■ Auszug zum Lesen ■
%%

Die Flag [ C]....(Chain)...bedeutet, dass diese Rule mit der nächsten verknüpft ist....nur wenn die erste Rule zutreffend war, wird die Zweite beachtet.

Es wird also erstmal geprüft, ob es sich bei der Anfrage nicht um die index.php selbst handelt(die würde ja sonst auch umgeschrieben werden).

In der nächsten Zeile wird dann alles an die index.php rangehängt....der HOST spielt ja, wie bereits erwähnt, keine Rolle.


----------



## Andreas Späth (8. September 2004)

Hallöchen

Sowas hab ich diese Tage auch vorgehabt 
Hätte da aber auch noch ne kleine Frage dazu 

Wenn ich nun dass so mache wie fatalus geschrieben hat.
Dann wird doch auch wenn ich zB. "www.domain.de/images/image1.jpg" aufrufe das vom Server verarbeitet wie "index.php/images/image1.jpg" oder ?

Wie kann ich einzelne Verzeichnisse von dieser Regel ausschliesen ?

%%

Quelldatensätze:
%%

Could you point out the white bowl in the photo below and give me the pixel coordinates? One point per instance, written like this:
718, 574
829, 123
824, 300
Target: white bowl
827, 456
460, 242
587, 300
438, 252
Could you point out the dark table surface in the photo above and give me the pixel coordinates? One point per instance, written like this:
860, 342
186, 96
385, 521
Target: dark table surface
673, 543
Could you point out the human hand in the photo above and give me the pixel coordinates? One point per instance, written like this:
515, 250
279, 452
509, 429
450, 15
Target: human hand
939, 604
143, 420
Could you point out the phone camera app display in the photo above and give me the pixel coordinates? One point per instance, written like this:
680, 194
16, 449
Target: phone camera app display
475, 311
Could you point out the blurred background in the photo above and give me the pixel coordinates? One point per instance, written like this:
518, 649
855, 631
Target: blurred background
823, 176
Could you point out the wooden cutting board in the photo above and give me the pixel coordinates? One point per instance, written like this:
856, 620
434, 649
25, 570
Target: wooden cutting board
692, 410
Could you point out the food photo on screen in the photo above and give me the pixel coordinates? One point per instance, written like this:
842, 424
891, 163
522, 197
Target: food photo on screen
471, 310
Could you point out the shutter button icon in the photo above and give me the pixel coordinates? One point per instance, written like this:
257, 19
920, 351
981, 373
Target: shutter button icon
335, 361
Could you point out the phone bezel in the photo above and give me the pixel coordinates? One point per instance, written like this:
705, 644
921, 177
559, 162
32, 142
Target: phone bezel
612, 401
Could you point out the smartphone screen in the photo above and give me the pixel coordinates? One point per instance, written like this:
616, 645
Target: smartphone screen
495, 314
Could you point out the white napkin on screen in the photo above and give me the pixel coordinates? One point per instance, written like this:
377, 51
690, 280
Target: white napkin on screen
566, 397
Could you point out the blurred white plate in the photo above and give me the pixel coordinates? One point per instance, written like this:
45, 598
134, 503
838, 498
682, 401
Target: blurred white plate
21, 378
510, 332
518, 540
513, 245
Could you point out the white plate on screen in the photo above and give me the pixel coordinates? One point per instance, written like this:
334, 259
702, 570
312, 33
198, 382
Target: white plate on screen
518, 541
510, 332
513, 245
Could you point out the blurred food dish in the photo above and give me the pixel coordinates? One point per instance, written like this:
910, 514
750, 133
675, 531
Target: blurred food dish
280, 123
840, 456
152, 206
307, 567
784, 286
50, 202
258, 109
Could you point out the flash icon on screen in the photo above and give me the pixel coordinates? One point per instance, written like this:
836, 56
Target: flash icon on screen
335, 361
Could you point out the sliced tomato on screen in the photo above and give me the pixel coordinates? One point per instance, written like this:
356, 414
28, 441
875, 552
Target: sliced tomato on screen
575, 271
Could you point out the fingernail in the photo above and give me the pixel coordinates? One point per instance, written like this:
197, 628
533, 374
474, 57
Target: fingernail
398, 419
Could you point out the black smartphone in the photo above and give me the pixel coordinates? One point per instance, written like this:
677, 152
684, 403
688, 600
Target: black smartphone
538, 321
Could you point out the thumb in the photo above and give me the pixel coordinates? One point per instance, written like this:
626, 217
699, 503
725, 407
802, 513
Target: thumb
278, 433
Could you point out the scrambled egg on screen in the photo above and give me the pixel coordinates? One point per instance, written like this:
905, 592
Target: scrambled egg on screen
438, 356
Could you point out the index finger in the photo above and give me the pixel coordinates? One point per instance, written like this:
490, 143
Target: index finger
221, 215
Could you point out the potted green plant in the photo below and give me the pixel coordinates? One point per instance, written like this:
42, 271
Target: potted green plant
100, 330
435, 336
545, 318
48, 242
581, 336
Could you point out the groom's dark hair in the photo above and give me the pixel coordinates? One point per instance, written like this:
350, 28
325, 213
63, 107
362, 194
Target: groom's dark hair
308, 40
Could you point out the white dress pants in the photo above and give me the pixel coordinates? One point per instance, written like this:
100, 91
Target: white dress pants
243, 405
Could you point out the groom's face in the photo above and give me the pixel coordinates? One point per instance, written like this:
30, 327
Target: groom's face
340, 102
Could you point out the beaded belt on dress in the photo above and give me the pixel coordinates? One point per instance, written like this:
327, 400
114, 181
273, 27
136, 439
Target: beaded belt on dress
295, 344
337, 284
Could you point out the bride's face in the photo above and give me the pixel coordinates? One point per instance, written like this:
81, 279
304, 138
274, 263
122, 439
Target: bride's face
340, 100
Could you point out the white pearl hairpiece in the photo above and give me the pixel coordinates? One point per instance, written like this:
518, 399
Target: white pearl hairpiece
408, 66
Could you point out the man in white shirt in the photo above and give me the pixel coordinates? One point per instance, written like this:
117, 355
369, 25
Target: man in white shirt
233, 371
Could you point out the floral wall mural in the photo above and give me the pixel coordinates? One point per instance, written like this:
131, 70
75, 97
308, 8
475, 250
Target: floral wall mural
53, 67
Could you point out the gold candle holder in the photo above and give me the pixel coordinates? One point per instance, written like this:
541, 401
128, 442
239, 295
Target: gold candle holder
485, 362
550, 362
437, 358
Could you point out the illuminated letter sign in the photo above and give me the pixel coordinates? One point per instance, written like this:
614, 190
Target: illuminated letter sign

%%

■ Deine Aufgaben ■
1. Gib den Forumsthread zu Rewrite-Regeln beginnend bei „Es wird also“ und endend bei „erwähnt, keine Rolle.“ wieder und tausche dabei „Anfrage“ gegen „Request“ aus.
2. Schreibe den Forumsthread zu Rewrite-Regeln im Anschluss an seinen letzten Satz weiter.

■ Antworten ■
1.
Es wird also erstmal geprüft, ob es sich bei der Request nicht um die index.php selbst handelt(die würde ja sonst auch umgeschrieben werden).

In der nächsten Zeile wird dann alles an die index.php rangehängt....der HOST spielt ja, wie bereits erwähnt, keine Rolle.

2.
Ich weiss ist ne blöde Frage aber von .htaccess hab ich null Peilung, und das obwohl ich schon soviel zu dem Thema gelesen hab


----------



## chegga (8. September 2004)

@ fatalus,
besten Dank!

@ DJ Teac,
vielleicht kannst Du dir es ja zum Vorteil machen und die Grafikanfragen ueber das Skript entsprechend ausfuehren (und nicht direkt ausgeben).


----------



## Andreas Späth (8. September 2004)

@Chegga: Stimmt, dassich darauf nicht selbst gekommen bin 
Ich bau meinen Bilderklau einfach direkt in das Script mit ein


----------



## chegga (8. September 2004)

Genau, nur gibt es da noch das Problem, wie Du intern die Bilder aufrufen kannst


----------



## Andreas Späth (8. September 2004)

intern sollte das ja kein Problem sein, das php script wird ja nicht von Mod_rewrite beeinflusst bei seinen Werken.


----------



## chegga (8. September 2004)

Wenn du eine Grafik laedst muesste der Pfad auch mit mod_rewrite umgeschrieben werden.

Also einfach ein image tag mit dem Dateinamen duerfte nicht gehen.


----------



## Sven Mintel (8. September 2004)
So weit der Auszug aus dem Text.